TASK DIRECTIONS ▸
Copy out the records below from their start through the line containing "285 269 L 293", both ends included, and leave the pictures out of your answer.

-=-=-

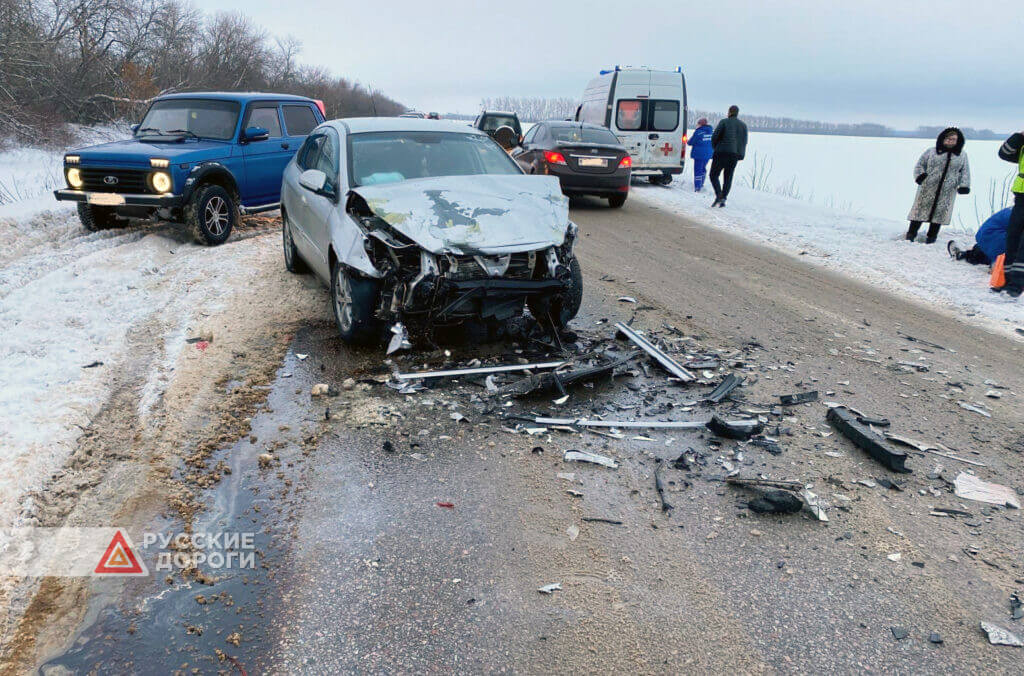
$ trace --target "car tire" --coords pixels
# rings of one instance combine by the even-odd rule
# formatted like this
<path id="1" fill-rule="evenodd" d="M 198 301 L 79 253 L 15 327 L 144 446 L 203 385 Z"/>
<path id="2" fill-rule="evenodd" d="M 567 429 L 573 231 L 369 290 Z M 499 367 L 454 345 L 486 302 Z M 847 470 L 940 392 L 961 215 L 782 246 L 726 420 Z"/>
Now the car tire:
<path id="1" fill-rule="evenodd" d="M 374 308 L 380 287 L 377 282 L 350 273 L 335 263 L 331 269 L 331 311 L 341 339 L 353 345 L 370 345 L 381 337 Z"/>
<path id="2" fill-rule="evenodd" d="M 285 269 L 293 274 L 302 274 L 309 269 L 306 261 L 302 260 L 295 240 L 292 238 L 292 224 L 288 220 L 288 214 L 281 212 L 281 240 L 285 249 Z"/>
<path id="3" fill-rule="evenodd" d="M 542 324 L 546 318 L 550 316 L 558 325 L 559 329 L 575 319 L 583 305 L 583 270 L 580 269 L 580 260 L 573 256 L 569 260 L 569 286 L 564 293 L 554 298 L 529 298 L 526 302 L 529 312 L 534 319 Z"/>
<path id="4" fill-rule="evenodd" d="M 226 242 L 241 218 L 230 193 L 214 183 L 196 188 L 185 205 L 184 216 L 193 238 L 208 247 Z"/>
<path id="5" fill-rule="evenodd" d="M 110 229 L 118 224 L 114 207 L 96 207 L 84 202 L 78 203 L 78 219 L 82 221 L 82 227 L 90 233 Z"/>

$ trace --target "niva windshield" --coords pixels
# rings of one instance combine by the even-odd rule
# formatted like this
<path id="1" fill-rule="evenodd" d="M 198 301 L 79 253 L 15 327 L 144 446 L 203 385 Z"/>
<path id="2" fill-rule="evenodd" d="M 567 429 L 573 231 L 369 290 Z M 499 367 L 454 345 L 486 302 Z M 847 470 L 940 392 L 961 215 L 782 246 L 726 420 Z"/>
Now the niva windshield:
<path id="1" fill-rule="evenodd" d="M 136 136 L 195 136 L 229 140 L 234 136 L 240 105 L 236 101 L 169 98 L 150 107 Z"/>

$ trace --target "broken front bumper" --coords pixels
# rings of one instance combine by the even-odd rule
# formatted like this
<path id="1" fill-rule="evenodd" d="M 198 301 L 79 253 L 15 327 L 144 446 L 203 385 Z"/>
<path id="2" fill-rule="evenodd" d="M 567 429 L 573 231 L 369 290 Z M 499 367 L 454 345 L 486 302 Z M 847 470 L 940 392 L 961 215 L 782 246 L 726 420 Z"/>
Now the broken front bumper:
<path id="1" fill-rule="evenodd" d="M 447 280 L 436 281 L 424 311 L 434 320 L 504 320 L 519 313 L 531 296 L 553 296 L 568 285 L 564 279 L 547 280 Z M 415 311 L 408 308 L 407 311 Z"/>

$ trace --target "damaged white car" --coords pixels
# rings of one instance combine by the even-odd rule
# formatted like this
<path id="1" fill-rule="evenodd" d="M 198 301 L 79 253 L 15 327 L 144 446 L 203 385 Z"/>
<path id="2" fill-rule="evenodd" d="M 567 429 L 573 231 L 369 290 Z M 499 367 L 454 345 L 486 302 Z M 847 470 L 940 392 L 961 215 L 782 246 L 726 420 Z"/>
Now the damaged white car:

-=-=-

ANSWER TO THIS TASK ▸
$ trace --target "car tire" --coords pixels
# rings of one instance combine by the even-odd rule
# formatted like this
<path id="1" fill-rule="evenodd" d="M 198 301 L 79 253 L 15 327 L 144 446 L 203 385 Z"/>
<path id="2" fill-rule="evenodd" d="M 567 429 L 573 231 L 369 290 Z M 499 367 L 454 345 L 486 302 Z M 847 470 L 940 392 L 961 215 L 782 246 L 726 420 Z"/>
Now the car tire:
<path id="1" fill-rule="evenodd" d="M 374 308 L 380 287 L 377 282 L 350 273 L 335 263 L 331 269 L 331 311 L 341 339 L 353 345 L 370 345 L 381 337 Z"/>
<path id="2" fill-rule="evenodd" d="M 285 269 L 293 274 L 302 274 L 309 269 L 306 261 L 302 260 L 295 240 L 292 238 L 292 224 L 288 220 L 288 214 L 281 212 L 281 240 L 285 249 Z"/>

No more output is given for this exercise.